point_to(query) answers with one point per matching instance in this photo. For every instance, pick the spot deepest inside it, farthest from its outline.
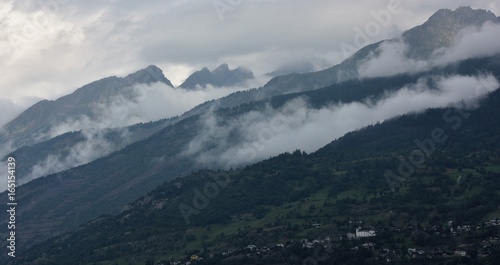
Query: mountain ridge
(221, 76)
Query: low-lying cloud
(262, 134)
(391, 58)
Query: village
(473, 241)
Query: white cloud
(270, 132)
(472, 43)
(390, 58)
(82, 41)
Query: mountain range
(163, 157)
(219, 77)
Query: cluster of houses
(480, 249)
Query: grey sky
(49, 50)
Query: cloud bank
(470, 43)
(262, 134)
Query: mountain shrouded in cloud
(35, 123)
(221, 76)
(304, 111)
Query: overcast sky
(49, 50)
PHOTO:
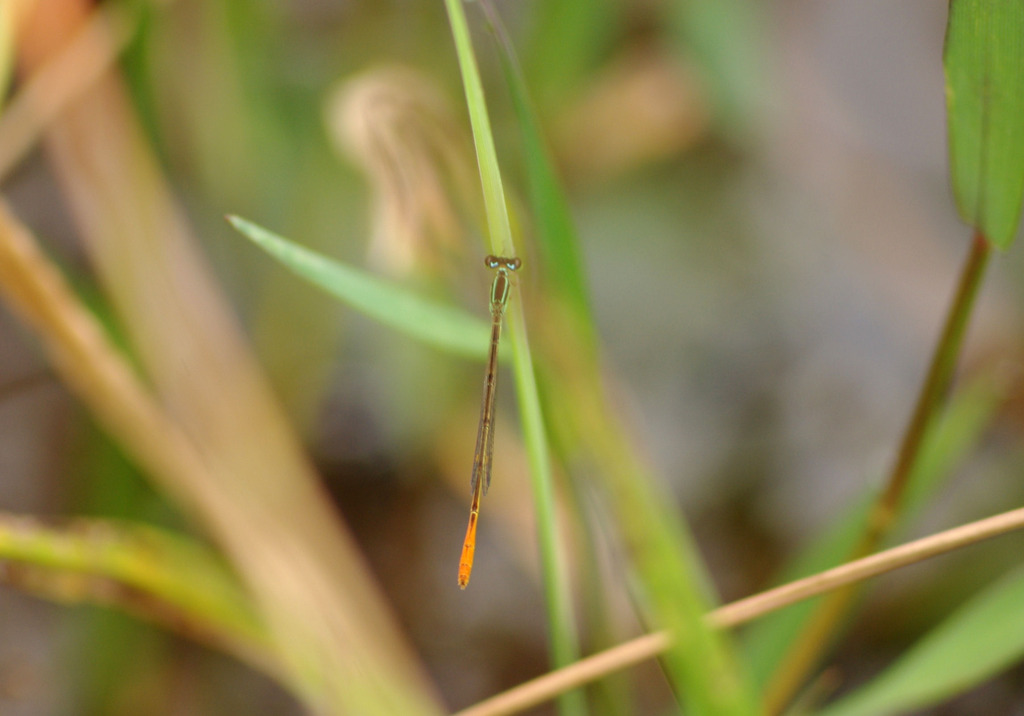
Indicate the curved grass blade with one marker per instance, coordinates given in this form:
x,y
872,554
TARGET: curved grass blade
x,y
167,579
982,638
984,62
441,326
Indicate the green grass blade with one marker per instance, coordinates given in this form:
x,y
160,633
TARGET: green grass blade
x,y
984,62
443,327
982,638
970,413
726,39
499,226
558,600
168,579
7,11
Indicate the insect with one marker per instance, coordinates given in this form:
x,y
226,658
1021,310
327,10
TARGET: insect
x,y
500,289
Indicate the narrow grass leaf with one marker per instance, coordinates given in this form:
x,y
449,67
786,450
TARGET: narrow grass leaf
x,y
982,638
557,237
984,64
168,579
441,326
554,564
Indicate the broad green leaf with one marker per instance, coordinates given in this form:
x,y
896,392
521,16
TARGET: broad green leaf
x,y
969,414
982,638
443,327
984,61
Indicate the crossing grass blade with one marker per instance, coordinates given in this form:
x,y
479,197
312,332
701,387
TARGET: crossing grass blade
x,y
982,638
441,326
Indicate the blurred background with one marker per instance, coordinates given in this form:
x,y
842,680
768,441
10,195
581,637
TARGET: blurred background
x,y
770,243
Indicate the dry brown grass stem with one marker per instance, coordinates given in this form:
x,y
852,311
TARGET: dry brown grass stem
x,y
637,650
54,85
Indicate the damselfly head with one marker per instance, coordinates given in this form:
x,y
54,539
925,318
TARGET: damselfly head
x,y
511,264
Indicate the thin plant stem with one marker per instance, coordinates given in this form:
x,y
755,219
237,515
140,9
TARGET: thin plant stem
x,y
647,646
818,632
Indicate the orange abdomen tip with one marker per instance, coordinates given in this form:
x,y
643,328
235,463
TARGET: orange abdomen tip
x,y
468,549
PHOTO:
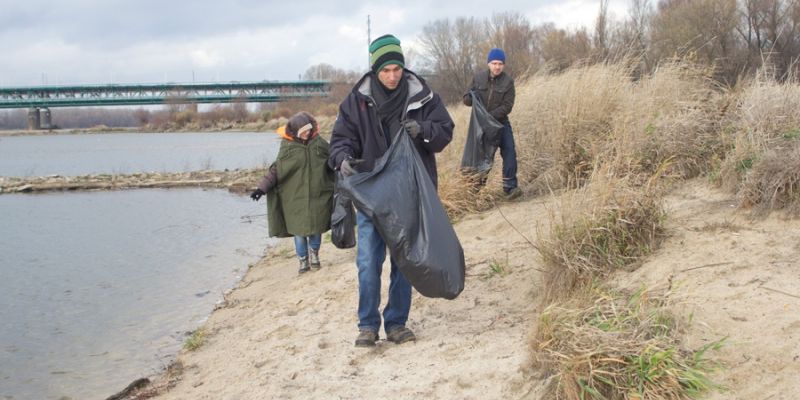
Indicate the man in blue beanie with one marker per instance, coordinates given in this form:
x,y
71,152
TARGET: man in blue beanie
x,y
495,89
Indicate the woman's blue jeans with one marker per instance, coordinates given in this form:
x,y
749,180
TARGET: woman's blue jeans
x,y
370,255
301,244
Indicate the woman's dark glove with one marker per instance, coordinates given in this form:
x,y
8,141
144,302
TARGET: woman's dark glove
x,y
257,194
348,166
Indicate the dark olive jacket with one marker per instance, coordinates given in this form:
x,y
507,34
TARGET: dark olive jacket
x,y
301,202
497,94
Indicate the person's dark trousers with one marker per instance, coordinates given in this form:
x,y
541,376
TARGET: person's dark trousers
x,y
509,154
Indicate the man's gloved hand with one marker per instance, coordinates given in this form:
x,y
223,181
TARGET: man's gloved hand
x,y
348,166
257,194
412,127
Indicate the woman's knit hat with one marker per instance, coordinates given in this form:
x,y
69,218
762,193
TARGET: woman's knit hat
x,y
385,50
298,124
496,54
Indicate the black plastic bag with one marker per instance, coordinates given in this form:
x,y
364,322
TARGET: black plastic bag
x,y
400,199
483,138
343,218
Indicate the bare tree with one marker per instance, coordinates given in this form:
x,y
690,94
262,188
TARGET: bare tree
x,y
451,51
601,32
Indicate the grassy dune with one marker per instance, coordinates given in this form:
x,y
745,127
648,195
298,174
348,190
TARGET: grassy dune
x,y
617,145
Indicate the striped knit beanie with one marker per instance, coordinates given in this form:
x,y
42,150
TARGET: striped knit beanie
x,y
385,50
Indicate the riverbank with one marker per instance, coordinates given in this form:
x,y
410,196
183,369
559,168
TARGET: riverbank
x,y
325,124
238,181
280,335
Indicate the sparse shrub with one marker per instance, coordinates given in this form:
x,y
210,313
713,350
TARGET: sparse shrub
x,y
610,345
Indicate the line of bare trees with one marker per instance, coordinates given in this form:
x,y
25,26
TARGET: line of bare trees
x,y
736,37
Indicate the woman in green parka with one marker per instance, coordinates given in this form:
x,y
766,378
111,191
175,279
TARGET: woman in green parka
x,y
299,189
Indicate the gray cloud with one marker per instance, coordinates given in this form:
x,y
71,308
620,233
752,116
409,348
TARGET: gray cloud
x,y
93,41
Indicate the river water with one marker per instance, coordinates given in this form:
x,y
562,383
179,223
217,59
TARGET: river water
x,y
100,288
125,153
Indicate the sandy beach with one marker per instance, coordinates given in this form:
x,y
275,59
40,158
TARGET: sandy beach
x,y
280,335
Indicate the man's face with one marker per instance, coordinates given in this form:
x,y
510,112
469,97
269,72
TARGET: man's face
x,y
390,76
496,67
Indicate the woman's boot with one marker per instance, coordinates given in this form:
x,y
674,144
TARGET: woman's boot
x,y
303,265
313,257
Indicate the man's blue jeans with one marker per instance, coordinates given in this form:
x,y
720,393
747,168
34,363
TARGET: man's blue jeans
x,y
369,258
301,244
509,154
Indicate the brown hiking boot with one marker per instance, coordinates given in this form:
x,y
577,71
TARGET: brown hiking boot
x,y
313,258
303,265
513,194
400,334
366,338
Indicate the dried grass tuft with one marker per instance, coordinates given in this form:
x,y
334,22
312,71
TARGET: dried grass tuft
x,y
607,225
774,181
617,346
762,161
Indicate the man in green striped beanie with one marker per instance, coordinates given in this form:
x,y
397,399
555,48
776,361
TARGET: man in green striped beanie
x,y
387,102
385,50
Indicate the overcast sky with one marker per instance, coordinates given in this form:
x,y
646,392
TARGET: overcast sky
x,y
148,41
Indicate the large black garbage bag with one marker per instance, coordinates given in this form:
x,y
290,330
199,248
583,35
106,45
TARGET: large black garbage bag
x,y
400,199
343,218
483,138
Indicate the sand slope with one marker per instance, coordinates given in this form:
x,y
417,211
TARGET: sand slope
x,y
281,335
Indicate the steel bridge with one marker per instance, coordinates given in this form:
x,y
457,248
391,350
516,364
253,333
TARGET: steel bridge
x,y
41,98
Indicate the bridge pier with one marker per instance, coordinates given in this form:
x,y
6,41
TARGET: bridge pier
x,y
34,123
45,118
39,118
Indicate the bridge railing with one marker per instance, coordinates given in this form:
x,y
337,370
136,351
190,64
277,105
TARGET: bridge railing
x,y
170,93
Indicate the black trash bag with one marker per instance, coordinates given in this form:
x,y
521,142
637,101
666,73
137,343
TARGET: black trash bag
x,y
483,138
400,199
343,218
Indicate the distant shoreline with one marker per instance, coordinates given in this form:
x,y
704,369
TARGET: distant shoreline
x,y
325,123
236,181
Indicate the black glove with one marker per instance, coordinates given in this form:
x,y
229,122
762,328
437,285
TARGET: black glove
x,y
412,127
257,194
348,166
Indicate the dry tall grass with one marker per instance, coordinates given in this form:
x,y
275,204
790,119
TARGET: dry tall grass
x,y
604,226
617,346
568,124
762,165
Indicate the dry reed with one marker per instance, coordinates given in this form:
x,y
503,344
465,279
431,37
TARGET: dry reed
x,y
617,346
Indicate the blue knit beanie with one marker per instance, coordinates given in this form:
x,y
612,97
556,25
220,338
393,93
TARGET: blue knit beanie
x,y
496,54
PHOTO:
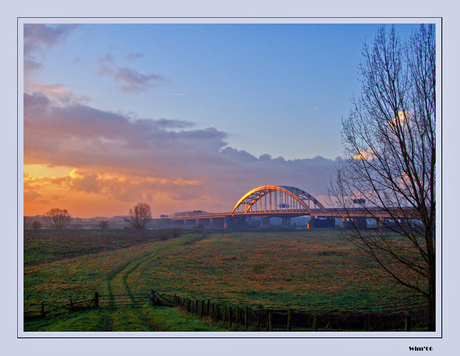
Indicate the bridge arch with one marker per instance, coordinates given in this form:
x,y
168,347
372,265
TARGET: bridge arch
x,y
277,199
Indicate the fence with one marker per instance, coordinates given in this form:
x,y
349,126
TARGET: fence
x,y
238,317
289,320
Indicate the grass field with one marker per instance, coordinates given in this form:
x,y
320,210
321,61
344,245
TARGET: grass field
x,y
309,270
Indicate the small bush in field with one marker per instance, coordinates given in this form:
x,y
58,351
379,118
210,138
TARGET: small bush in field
x,y
103,224
36,225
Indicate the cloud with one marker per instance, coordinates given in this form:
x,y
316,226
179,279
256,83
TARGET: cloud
x,y
174,164
128,80
39,36
57,92
367,155
131,81
133,56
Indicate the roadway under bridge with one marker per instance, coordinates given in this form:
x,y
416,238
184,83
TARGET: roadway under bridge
x,y
284,203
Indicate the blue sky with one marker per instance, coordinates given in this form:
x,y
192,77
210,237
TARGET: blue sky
x,y
219,108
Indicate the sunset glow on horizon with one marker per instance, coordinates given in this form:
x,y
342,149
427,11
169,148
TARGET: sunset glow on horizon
x,y
182,116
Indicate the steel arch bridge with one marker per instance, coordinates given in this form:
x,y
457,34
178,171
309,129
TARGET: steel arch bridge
x,y
273,199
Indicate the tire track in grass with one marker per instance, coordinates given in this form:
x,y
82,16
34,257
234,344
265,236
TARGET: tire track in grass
x,y
118,279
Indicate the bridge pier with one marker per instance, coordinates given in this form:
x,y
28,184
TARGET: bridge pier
x,y
265,222
316,222
358,222
286,221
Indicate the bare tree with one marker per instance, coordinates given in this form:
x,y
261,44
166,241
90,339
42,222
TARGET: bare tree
x,y
57,218
390,159
140,217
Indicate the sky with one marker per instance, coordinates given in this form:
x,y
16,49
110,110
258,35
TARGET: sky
x,y
183,116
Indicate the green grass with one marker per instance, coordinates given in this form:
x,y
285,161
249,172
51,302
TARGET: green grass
x,y
312,271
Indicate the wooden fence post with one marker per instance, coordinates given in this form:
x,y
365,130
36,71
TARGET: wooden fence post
x,y
43,309
269,320
315,323
289,326
407,323
229,318
246,312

PROBLEM TO WORK ON
Begin with the line that contains "Indicate the tire" and quote each line after it exactly, stopping after the last line of the data.

FULL RESPONSE
Indicate the tire track in grass with one marker per instance, coordinates given in this form:
x,y
82,16
34,257
234,344
265,236
TARGET: tire track in grass
x,y
118,279
Indicate the bridge pier with one marker per instance, coordinates given in this form:
x,y
28,184
TARGET: bridge pier
x,y
265,222
316,222
358,222
286,221
Indicate the bare tree with one marker per instance, coordinates given in this form:
x,y
261,44
166,241
90,339
42,222
TARGET: bare tree
x,y
57,218
390,159
140,217
Indicate the sky with one marker per instance, coordinates given in this form:
x,y
16,49
110,110
258,35
TARGET: sky
x,y
183,116
Indicate the green grass with one marker per instance, coordinates given in this form:
x,y
285,161
249,172
51,302
TARGET: green grass
x,y
312,271
Indicate the wooden fence post with one marker per instance, coordinates given in this form:
x,y
365,130
36,71
TARGET: wooden fence post
x,y
43,309
269,320
315,323
289,326
407,323
229,318
246,312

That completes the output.